■ What you should do ■
What's needed is the listing below, repeated word for word with no pictures.
== Excerpted records ==
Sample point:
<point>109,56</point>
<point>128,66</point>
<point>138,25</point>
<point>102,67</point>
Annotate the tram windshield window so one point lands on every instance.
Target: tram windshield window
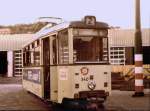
<point>90,49</point>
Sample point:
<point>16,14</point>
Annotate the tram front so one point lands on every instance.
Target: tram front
<point>86,72</point>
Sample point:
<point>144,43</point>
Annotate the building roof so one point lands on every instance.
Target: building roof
<point>125,37</point>
<point>14,41</point>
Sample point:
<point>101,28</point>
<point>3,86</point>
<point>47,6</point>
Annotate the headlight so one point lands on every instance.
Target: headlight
<point>91,85</point>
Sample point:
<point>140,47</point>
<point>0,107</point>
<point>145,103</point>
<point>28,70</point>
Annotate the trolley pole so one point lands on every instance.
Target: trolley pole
<point>138,56</point>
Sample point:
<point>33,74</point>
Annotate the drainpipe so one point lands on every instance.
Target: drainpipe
<point>138,56</point>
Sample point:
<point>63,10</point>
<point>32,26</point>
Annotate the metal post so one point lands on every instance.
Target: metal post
<point>138,56</point>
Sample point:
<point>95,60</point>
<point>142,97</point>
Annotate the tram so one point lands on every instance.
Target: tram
<point>68,60</point>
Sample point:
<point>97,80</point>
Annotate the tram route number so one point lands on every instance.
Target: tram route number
<point>84,78</point>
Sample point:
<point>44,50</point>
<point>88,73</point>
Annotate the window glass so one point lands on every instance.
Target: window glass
<point>31,56</point>
<point>89,48</point>
<point>63,47</point>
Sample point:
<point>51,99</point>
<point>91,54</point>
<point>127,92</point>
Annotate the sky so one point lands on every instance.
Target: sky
<point>115,12</point>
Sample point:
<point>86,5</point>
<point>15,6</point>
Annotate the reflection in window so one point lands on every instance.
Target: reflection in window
<point>90,48</point>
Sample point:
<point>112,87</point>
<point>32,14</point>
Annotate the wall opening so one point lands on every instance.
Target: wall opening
<point>3,63</point>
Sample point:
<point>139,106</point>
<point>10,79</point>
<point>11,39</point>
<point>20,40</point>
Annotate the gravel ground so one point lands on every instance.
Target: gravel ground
<point>123,101</point>
<point>13,97</point>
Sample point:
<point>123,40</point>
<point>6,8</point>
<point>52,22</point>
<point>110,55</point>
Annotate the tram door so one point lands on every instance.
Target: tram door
<point>46,67</point>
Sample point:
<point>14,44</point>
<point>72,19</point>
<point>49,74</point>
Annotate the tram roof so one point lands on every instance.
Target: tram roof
<point>74,24</point>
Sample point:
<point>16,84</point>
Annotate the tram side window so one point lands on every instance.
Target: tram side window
<point>63,47</point>
<point>54,51</point>
<point>89,49</point>
<point>31,57</point>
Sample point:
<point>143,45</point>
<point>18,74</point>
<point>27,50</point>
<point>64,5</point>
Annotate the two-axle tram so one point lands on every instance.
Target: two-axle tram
<point>68,60</point>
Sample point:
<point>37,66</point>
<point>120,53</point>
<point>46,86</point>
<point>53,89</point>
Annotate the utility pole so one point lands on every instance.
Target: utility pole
<point>138,56</point>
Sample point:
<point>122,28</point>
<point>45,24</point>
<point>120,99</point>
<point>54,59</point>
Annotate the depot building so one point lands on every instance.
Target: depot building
<point>10,53</point>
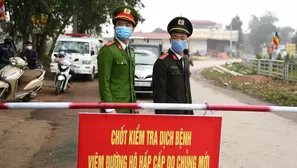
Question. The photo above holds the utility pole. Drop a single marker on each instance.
(231, 41)
(74, 28)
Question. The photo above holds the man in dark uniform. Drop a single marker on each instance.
(30, 56)
(116, 62)
(186, 54)
(6, 52)
(171, 75)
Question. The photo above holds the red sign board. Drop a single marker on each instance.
(148, 141)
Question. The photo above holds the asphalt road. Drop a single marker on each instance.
(48, 138)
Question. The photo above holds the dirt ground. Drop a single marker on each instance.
(43, 138)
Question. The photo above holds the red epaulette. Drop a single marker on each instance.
(163, 56)
(109, 43)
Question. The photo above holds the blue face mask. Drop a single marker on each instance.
(123, 32)
(178, 46)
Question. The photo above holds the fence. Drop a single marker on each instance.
(272, 68)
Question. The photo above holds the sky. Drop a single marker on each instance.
(158, 13)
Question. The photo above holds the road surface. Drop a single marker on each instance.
(48, 138)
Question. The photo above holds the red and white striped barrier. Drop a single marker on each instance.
(159, 106)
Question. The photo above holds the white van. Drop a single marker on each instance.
(84, 48)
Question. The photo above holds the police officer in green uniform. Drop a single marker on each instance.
(116, 62)
(171, 75)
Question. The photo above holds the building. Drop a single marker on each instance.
(208, 38)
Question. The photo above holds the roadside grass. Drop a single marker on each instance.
(271, 90)
(237, 67)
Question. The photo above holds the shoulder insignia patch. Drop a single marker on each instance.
(163, 56)
(174, 57)
(109, 43)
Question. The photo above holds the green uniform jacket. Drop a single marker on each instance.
(116, 72)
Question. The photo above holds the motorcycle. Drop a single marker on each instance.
(17, 84)
(63, 75)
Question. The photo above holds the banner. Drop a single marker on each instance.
(148, 141)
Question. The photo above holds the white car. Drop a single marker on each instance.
(144, 63)
(81, 47)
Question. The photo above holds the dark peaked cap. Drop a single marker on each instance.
(180, 25)
(125, 12)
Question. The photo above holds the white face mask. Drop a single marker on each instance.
(29, 47)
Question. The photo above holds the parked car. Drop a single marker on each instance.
(155, 48)
(144, 63)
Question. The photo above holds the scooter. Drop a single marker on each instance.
(17, 84)
(63, 75)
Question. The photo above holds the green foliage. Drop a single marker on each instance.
(91, 15)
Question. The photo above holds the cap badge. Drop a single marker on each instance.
(127, 11)
(181, 22)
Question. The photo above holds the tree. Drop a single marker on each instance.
(159, 30)
(236, 24)
(261, 28)
(93, 13)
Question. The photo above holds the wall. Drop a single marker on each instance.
(198, 45)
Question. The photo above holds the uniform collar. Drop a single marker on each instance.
(121, 43)
(176, 54)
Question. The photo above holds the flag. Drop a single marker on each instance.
(275, 43)
(2, 11)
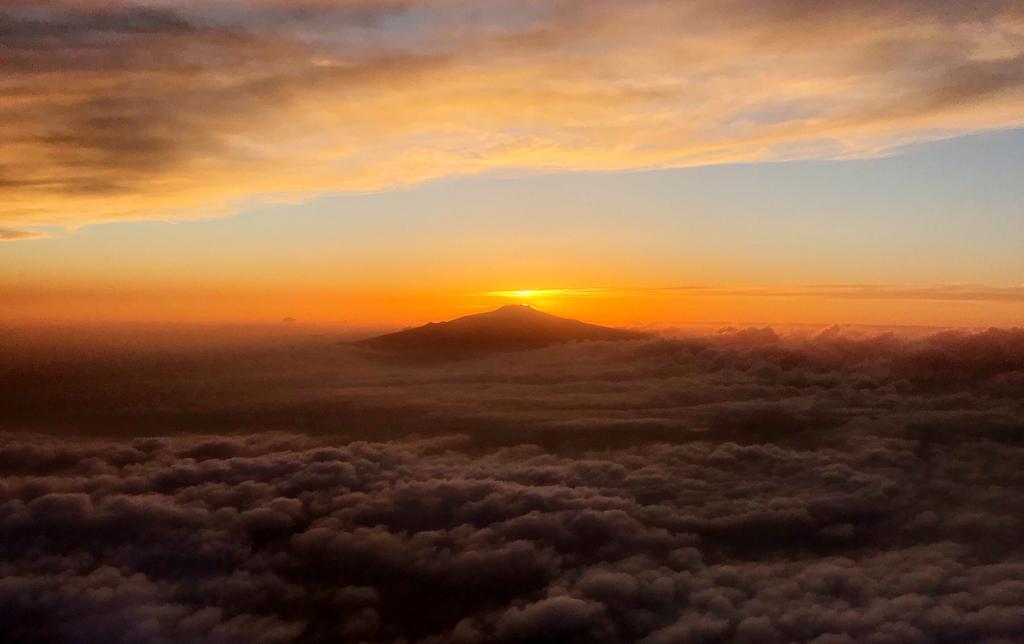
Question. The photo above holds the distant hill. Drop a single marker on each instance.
(512, 328)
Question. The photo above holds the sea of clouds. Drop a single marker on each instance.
(737, 486)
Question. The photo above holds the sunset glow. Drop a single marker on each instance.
(512, 322)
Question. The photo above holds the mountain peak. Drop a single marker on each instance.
(511, 328)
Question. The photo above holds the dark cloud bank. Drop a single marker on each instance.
(735, 487)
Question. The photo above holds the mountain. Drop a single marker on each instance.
(512, 328)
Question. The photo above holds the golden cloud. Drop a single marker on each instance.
(177, 110)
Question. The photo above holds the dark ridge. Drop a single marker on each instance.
(511, 328)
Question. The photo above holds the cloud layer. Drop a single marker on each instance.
(742, 486)
(180, 109)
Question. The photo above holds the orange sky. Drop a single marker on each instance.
(400, 161)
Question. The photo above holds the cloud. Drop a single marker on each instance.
(283, 538)
(10, 234)
(745, 485)
(158, 110)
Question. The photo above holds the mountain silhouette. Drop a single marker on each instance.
(511, 328)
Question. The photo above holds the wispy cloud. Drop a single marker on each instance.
(10, 234)
(120, 110)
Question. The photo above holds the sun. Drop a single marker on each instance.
(526, 294)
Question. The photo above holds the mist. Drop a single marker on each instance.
(741, 484)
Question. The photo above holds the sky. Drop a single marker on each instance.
===
■ Written response ■
Sample point:
<point>109,56</point>
<point>128,66</point>
<point>138,25</point>
<point>102,67</point>
Annotate the tram windshield window so one point lands on every instance.
Target: tram windshield window
<point>90,49</point>
Sample point:
<point>16,14</point>
Annotate the tram front so one point lands on every instance.
Target: tram front
<point>86,72</point>
Sample point:
<point>144,43</point>
Annotate the building roof so one point lands on every instance.
Target: building roof
<point>125,37</point>
<point>14,41</point>
Sample point:
<point>101,28</point>
<point>3,86</point>
<point>47,6</point>
Annotate the headlight so one point lands on every instance.
Target: headlight
<point>91,85</point>
Sample point:
<point>140,47</point>
<point>0,107</point>
<point>145,103</point>
<point>28,70</point>
Annotate the trolley pole so one point lands on every instance.
Target: trolley pole
<point>138,56</point>
Sample point:
<point>33,74</point>
Annotate the drainpipe so one point lands on every instance.
Target: drainpipe
<point>138,56</point>
Sample point:
<point>63,10</point>
<point>32,26</point>
Annotate the metal post so one point lands on every instance.
Target: metal post
<point>138,56</point>
Sample point:
<point>95,60</point>
<point>142,97</point>
Annotate the tram so one point lands on every instance.
Target: tram
<point>68,60</point>
Sample point:
<point>97,80</point>
Annotate the tram route number so one point lands on every instance.
Target: tram route number
<point>84,78</point>
Sample point:
<point>44,50</point>
<point>88,73</point>
Annotate the window glass so one point lands on every instance.
Target: window glass
<point>31,56</point>
<point>89,48</point>
<point>63,47</point>
Sample point:
<point>51,99</point>
<point>91,54</point>
<point>127,92</point>
Annotate the sky so one point lands on every instance.
Target: sky
<point>115,12</point>
Sample point:
<point>86,5</point>
<point>15,6</point>
Annotate the reflection in window so one point lands on every instance.
Target: reflection in window
<point>90,48</point>
Sample point:
<point>112,87</point>
<point>32,14</point>
Annotate the wall opening so one point lands on every instance.
Target: wall opening
<point>3,63</point>
Sample point:
<point>139,106</point>
<point>10,79</point>
<point>11,39</point>
<point>20,40</point>
Annotate the gravel ground so one point lands on every instance.
Target: gravel ground
<point>123,101</point>
<point>13,97</point>
Sample point:
<point>123,40</point>
<point>6,8</point>
<point>52,22</point>
<point>110,55</point>
Annotate the tram door so one point lands on every instance.
Target: tram door
<point>46,67</point>
Sample point:
<point>14,44</point>
<point>72,19</point>
<point>49,74</point>
Annotate the tram roof so one point lands on every instance.
Target: tram roof
<point>74,24</point>
Sample point:
<point>16,84</point>
Annotate the tram side window so one point lands on every instance.
Target: tram side window
<point>63,47</point>
<point>54,51</point>
<point>89,49</point>
<point>31,57</point>
Sample point:
<point>143,45</point>
<point>18,74</point>
<point>27,50</point>
<point>64,5</point>
Annotate the two-axle tram so one point lands on every instance.
Target: two-axle tram
<point>68,60</point>
Sample point:
<point>37,66</point>
<point>120,53</point>
<point>46,86</point>
<point>53,89</point>
Annotate the utility pole so one point lands on every instance.
Target: utility pole
<point>138,56</point>
Sample point:
<point>122,28</point>
<point>45,24</point>
<point>120,99</point>
<point>54,59</point>
Annotate the depot building so one point lands on every instance.
Target: depot building
<point>10,53</point>
Question. The photo above holds the utility pole. Drop a single marker on each instance.
(231, 41)
(74, 28)
Question. The photo above holds the man in dark uniform. Drop a single marker on each instance.
(30, 56)
(116, 62)
(186, 54)
(6, 52)
(171, 75)
Question. The photo above holds the red sign board. Drop a single marker on each instance.
(148, 141)
Question. The photo above holds the asphalt road. Drop a single marker on each instance.
(48, 138)
Question. The photo above holds the dirt ground. Drop a single marker on each instance.
(43, 138)
Question. The photo above holds the red epaulette. Drop a single marker on each instance.
(163, 56)
(109, 43)
Question. The photo above holds the blue face mask. Drop a single marker on each instance.
(123, 32)
(178, 46)
Question. The photo above holds the fence. Drop a single marker on each instance.
(272, 68)
Question. The photo above holds the sky. Drop a single marker on each instance.
(158, 13)
Question. The photo above holds the road surface. Drop a single marker on each instance.
(48, 138)
Question. The photo above holds the red and white striped barrier. Drop a single marker on each instance.
(159, 106)
Question. The photo above holds the white van. Drop a single marker on each instance.
(84, 48)
Question. The photo above holds the police officer in green uniform. Drop a single marker on each instance.
(116, 62)
(171, 75)
Question. The photo above holds the building. Drop a single marker on each instance.
(208, 38)
Question. The photo above holds the roadside grass. Drop a single marker on each instance.
(271, 90)
(237, 67)
Question. The photo above holds the shoulder insignia patch. Drop a single marker on each instance.
(163, 56)
(174, 57)
(109, 43)
Question. The photo above holds the green uniform jacket. Drop a single marker on each instance.
(116, 72)
Question. The photo above holds the motorcycle. Drop a single marker on each instance.
(17, 84)
(63, 75)
Question. The photo above holds the banner. Drop a single marker on each instance.
(148, 141)
Question. The photo above holds the white car. Drop a single marker on each instance.
(144, 63)
(81, 47)
Question. The photo above holds the dark peaked cap. Drop a single marker on each instance.
(180, 25)
(125, 12)
Question. The photo above holds the white face mask. Drop a single marker on each instance.
(29, 47)
Question. The photo above holds the parked car. Drop a single marker on each instance.
(155, 48)
(144, 63)
Question. The photo above holds the scooter. Drop a single marker on each instance.
(17, 84)
(63, 75)
Question. The photo above holds the green foliage. Drop a single marker on each instance.
(91, 15)
Question. The photo above holds the cap badge. Drop a single marker on each instance.
(127, 11)
(181, 22)
Question. The photo above holds the tree. Drop a single marker on each instance.
(159, 30)
(236, 24)
(261, 28)
(93, 13)
Question. The photo above holds the wall. Drop a single marker on each instance.
(198, 45)
Question. The photo above holds the uniform collar. Drop a single marker on each instance.
(121, 43)
(176, 54)
Question. The photo above holds the flag. Drop a single marker on each instance.
(275, 43)
(2, 11)
Question. The photo above holds the distant hill. Drop a single marker on each instance.
(512, 328)
Question. The photo above holds the sea of clouds. Drop a single marker on each instance.
(737, 486)
Question. The photo above holds the sunset glow. Drop a single marker on each instance.
(512, 322)
Question. The photo above holds the mountain peak. Drop a single marker on each instance.
(511, 328)
Question. The photo above holds the dark cloud bank. Drop a single marker on each instance.
(735, 487)
Question. The photo above holds the mountain. Drop a single marker on each instance.
(512, 328)
Question. The photo above holds the golden cloud. Drop a single marker on each instance.
(177, 110)
Question. The photo above holds the dark ridge. Drop a single marker on each instance.
(511, 328)
Question. The photo above holds the cloud layer. Drop a single marker on each instance.
(742, 486)
(180, 109)
Question. The photo above holds the orange sky. Drop a single marker on each instance.
(400, 161)
Question. The photo above holds the cloud. Drop a single marker on each instance.
(283, 538)
(10, 234)
(745, 485)
(158, 110)
Question. The photo above holds the mountain silhouette. Drop a single marker on each instance.
(511, 328)
Question. The photo above holds the wispy cloud. Drop a single marker on each instance.
(10, 234)
(120, 110)
Question. The photo above holds the sun. Drop a single marker on each instance.
(526, 294)
Question. The photo above holds the mist. Drop a single marker on each instance.
(741, 484)
Question. The photo above holds the sky. Drop a single marker on each instance.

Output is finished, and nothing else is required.